# start of Supplied data

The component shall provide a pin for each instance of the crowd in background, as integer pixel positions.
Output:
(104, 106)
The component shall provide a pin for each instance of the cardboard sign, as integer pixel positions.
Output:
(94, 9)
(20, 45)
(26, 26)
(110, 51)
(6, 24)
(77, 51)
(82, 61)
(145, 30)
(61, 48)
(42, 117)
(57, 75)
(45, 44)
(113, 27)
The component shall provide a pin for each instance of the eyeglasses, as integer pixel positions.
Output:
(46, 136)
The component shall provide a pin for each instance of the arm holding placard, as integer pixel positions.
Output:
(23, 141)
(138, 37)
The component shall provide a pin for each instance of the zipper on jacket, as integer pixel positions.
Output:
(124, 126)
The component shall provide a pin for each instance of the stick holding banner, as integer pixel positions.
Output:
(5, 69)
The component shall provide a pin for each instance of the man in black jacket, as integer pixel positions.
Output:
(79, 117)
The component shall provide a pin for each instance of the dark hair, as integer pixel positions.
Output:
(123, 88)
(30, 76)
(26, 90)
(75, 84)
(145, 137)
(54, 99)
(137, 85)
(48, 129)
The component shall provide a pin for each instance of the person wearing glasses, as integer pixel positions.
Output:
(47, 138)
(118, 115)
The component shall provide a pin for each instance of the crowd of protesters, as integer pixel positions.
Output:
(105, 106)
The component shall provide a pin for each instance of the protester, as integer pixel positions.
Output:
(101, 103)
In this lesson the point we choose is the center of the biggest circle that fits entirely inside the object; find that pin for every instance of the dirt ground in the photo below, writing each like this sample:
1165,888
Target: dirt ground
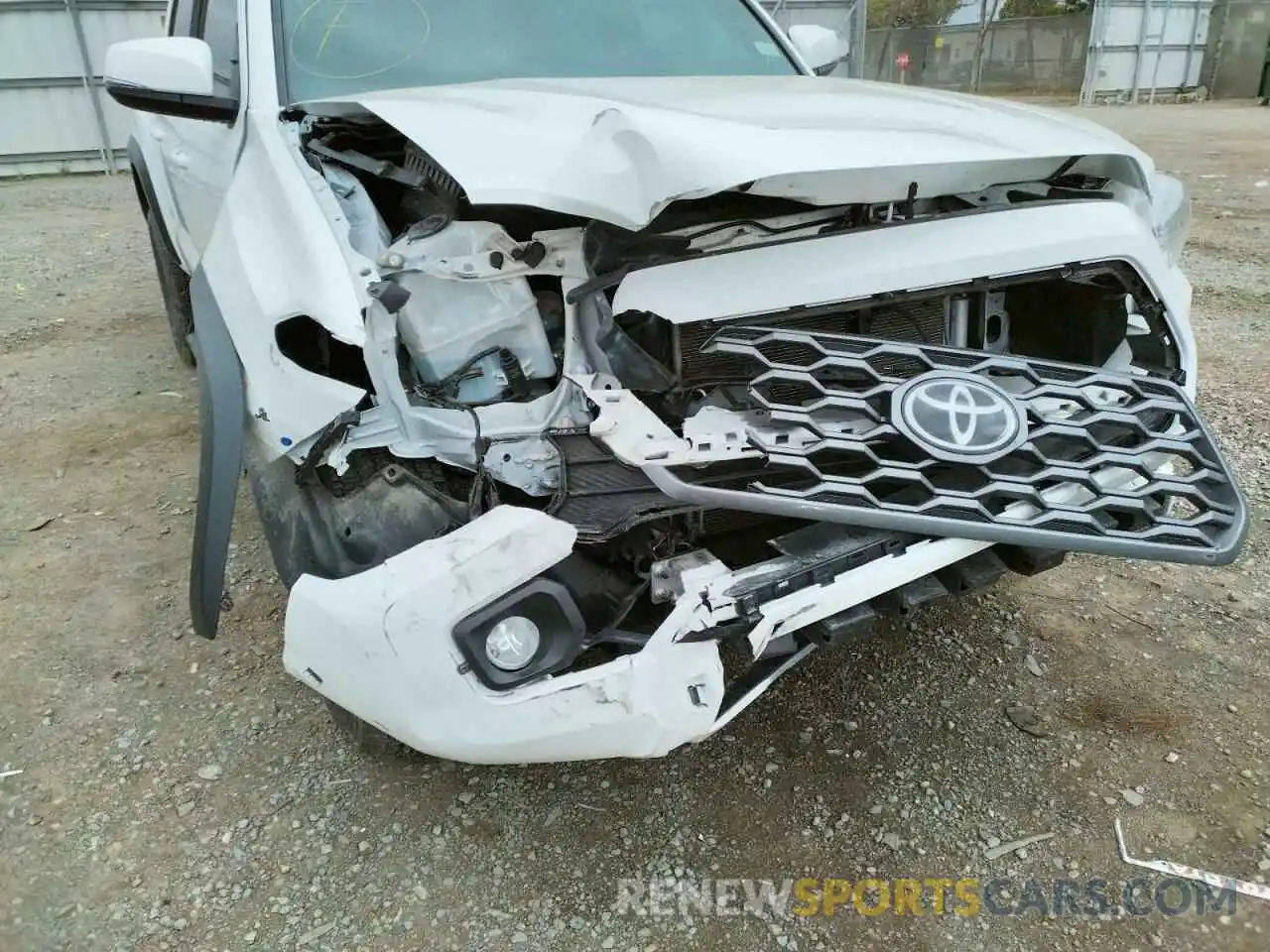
189,794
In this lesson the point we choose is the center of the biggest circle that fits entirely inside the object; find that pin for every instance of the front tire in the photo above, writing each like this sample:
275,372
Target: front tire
175,286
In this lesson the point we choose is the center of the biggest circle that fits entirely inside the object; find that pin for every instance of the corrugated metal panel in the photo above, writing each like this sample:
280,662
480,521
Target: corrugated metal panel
51,122
1143,48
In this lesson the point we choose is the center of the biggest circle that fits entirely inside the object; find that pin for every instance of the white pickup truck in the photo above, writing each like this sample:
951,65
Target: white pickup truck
574,349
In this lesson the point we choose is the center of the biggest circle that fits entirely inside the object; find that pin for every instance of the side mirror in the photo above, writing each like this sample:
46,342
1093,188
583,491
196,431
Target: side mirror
820,46
167,75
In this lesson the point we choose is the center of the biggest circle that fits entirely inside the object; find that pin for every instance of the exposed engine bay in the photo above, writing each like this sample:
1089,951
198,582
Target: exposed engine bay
507,363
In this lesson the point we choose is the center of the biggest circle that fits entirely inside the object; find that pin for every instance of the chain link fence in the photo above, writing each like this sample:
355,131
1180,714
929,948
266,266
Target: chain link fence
1029,56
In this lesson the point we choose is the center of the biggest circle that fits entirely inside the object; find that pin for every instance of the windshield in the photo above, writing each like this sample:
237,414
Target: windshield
341,48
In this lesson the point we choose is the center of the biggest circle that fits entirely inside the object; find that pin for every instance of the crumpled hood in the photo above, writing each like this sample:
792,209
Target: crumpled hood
620,150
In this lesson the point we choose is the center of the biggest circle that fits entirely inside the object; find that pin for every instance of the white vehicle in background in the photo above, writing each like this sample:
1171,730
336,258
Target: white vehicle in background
574,349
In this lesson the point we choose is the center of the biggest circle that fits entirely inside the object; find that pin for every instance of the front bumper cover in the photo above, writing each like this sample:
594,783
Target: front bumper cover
380,645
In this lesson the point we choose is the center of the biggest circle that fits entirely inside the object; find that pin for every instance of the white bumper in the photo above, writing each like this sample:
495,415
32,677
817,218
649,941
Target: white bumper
379,644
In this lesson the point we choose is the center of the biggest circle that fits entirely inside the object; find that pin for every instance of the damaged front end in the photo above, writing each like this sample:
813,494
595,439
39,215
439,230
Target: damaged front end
593,462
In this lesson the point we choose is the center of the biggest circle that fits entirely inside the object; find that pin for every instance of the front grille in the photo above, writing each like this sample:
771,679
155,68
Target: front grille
1093,465
913,321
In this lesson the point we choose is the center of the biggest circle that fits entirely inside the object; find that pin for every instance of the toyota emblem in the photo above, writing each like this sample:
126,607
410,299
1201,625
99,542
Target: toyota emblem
959,416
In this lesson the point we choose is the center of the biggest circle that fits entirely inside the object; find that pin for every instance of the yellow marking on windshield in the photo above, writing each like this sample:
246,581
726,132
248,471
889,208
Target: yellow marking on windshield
313,24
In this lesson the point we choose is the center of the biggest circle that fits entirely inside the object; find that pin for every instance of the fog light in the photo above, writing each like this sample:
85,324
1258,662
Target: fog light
512,644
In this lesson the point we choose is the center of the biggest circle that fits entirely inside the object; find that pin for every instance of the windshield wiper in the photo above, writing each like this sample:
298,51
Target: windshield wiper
380,168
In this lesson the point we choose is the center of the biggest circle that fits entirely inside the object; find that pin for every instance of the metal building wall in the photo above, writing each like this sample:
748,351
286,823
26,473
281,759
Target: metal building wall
55,116
1238,55
1139,49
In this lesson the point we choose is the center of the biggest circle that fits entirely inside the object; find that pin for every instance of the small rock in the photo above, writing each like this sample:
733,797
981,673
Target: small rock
1132,797
1026,719
314,934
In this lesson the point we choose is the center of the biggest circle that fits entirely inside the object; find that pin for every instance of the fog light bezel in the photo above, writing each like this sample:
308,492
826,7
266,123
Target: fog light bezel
562,633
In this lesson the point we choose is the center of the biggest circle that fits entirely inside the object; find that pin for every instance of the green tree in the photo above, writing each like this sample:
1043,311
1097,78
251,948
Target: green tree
1016,9
910,13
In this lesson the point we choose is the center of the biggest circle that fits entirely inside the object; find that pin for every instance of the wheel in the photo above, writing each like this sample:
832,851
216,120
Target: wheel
366,737
175,286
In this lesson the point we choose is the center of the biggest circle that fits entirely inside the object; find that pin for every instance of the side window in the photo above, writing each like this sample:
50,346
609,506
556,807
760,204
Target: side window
218,28
181,16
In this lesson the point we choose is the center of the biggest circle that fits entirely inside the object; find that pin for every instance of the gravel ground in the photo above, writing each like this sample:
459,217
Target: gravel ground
177,793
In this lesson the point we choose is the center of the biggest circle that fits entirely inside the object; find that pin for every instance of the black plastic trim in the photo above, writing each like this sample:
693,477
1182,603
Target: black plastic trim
182,105
146,193
222,417
547,603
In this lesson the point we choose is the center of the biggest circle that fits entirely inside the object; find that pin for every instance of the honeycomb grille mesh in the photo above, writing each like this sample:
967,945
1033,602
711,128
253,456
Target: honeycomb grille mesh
1105,458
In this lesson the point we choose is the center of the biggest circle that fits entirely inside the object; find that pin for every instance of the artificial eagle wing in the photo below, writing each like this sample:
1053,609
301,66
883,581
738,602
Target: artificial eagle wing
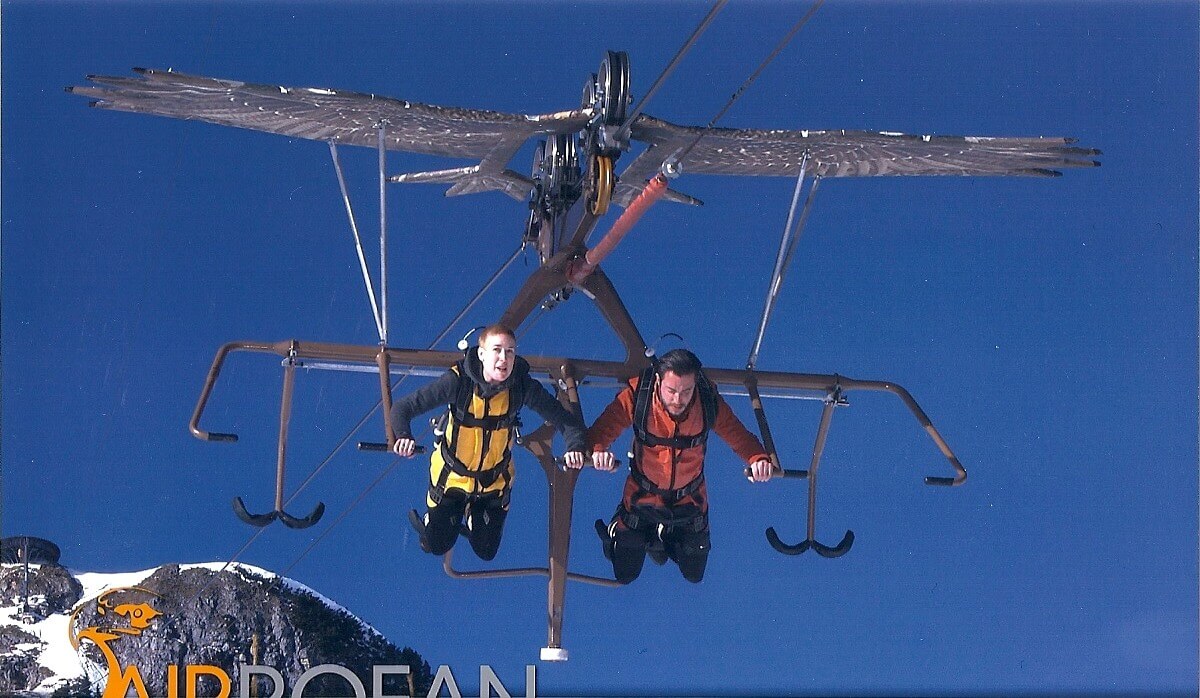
341,116
756,152
492,138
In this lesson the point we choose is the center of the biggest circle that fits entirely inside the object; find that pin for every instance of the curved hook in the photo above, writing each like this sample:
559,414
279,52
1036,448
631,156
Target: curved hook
821,549
292,522
262,519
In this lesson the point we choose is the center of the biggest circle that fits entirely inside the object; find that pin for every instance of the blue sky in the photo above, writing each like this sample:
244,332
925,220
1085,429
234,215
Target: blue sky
1047,326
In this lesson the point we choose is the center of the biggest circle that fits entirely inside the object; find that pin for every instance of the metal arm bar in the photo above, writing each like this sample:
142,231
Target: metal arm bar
580,368
781,258
448,566
358,241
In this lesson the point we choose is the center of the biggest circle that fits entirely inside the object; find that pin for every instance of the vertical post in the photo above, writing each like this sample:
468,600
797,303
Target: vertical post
562,494
777,276
289,369
383,236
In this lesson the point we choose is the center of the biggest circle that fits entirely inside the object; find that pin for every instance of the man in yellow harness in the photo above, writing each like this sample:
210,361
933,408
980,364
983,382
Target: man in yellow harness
471,469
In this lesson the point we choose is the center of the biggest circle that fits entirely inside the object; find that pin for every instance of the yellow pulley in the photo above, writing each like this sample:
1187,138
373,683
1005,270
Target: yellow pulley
601,185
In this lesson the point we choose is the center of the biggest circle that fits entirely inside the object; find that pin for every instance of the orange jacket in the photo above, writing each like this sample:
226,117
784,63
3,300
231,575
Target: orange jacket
666,467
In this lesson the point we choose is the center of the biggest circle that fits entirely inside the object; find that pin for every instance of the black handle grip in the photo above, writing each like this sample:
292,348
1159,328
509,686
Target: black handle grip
587,463
781,473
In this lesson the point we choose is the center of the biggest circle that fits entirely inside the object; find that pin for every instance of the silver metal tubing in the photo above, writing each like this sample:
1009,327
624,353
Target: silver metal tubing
777,274
695,35
358,240
383,236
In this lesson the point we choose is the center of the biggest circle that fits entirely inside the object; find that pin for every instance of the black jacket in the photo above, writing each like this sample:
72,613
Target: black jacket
442,391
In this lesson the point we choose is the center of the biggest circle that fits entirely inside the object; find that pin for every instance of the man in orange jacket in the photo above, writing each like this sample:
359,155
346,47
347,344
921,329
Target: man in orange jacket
664,510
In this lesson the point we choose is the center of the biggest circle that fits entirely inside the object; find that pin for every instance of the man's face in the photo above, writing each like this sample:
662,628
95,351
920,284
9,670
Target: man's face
498,353
676,392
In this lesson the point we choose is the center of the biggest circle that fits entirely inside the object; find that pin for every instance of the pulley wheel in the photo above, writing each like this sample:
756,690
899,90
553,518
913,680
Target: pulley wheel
613,84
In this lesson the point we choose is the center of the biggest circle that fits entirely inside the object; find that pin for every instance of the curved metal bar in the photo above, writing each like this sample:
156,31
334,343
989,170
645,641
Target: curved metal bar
289,521
448,566
552,365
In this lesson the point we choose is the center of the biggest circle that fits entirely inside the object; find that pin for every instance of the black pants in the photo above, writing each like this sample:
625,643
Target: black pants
688,549
485,523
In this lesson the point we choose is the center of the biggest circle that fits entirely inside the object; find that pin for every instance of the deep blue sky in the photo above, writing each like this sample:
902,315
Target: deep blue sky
1048,328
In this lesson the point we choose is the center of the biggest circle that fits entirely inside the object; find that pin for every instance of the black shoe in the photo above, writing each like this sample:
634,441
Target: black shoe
419,527
605,539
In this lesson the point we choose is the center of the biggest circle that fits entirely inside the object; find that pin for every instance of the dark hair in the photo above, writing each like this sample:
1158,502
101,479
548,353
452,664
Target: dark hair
678,361
496,329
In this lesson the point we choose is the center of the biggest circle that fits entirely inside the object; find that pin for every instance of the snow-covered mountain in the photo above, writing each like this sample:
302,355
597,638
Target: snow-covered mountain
54,621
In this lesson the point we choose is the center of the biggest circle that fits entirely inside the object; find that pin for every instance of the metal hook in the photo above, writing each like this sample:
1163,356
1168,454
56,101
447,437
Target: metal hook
262,519
833,399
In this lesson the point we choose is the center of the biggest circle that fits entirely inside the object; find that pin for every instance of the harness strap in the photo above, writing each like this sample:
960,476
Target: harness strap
664,524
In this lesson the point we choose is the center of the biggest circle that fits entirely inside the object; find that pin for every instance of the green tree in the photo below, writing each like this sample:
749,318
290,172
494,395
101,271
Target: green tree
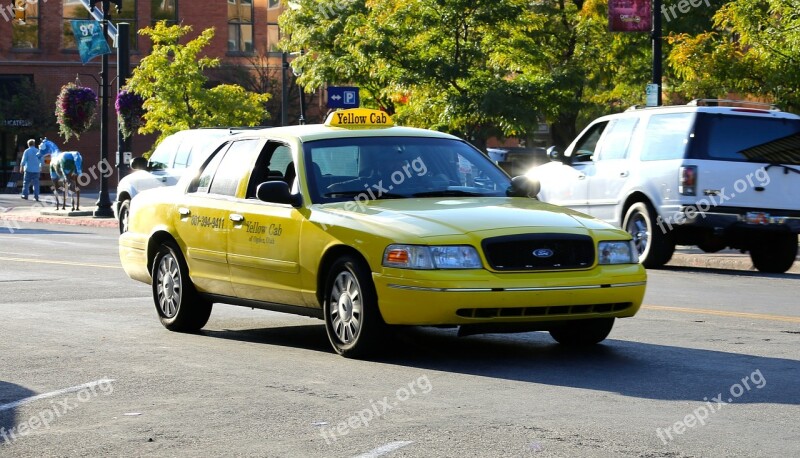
476,69
172,81
753,48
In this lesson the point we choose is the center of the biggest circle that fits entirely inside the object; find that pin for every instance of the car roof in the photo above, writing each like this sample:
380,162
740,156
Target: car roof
312,132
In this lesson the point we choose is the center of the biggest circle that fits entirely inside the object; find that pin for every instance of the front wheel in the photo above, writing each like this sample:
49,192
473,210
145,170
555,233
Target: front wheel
583,332
653,242
352,320
124,210
775,254
179,306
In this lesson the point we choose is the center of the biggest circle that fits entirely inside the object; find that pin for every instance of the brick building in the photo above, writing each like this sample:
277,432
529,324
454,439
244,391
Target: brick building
38,55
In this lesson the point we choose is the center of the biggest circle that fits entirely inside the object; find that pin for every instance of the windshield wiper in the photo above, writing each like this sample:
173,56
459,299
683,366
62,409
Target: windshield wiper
448,193
786,168
378,195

# end of Supplied data

Given request
Extract, exactly as written, the span of lines from the one holding "of the snow-covered" through the last line, inclusive. Skip any picture.

Problem solution
In this lesson the point we choose is the center of the biggest circle that fits entirely inside the object; find that pin for every instance of the snow-covered mountain in the photo above, writing each like this sample:
302,355
597,638
Target: snow-covered mountain
54,621
In this lesson the point we choose is the center of the biggest circle that fits entirely inside the object; find that pin for every instance of the metal hook in the photo above, writing each like this sample:
1163,356
1168,454
56,101
447,437
Target: metal hook
262,519
833,399
In this lesson the point we choose is the center of the biggest circle that fits entirely inside the object; find that pin for every instance of the harness strap in the photo above, writing each like this sample:
960,476
Target: harness strap
664,524
In this lesson the point we choose is the center of the biggest circle that fits entirely inside the object; find that pin for every instance of the green tree in the photo below, writing each like this sample:
749,318
290,172
494,395
101,271
Target: green tree
476,69
172,81
753,48
In this lesson the point we choose is the center of the biggest circle that fits entirely inside the object; find that pin for every instance of the car roof in the photo above, writing each like this sample:
380,162
740,156
Target: car roof
312,132
In this lesson the point we choose is the center of the biggest circle that fits entirely inside the object; find that pin for every instance of the front wheel in the photo above, writing each like this sample:
49,192
473,210
145,170
555,233
Target: front wheel
583,332
653,242
352,320
124,210
775,254
179,306
In this lesson the point we choose is the center of the biggest circle that fits entirely inside the object; find that pin for every instance of the brick building in the photo above, writing each like this sample:
277,432
529,324
454,439
244,391
Target: brick building
38,55
In this lesson the point we choose is the center of the biggest circle that fits entirely inside the object; find that pin for every instance of the windshield wiper in the photo above, writing each like this sample:
173,56
459,299
683,366
62,409
Target: windshield wiper
448,193
786,168
378,195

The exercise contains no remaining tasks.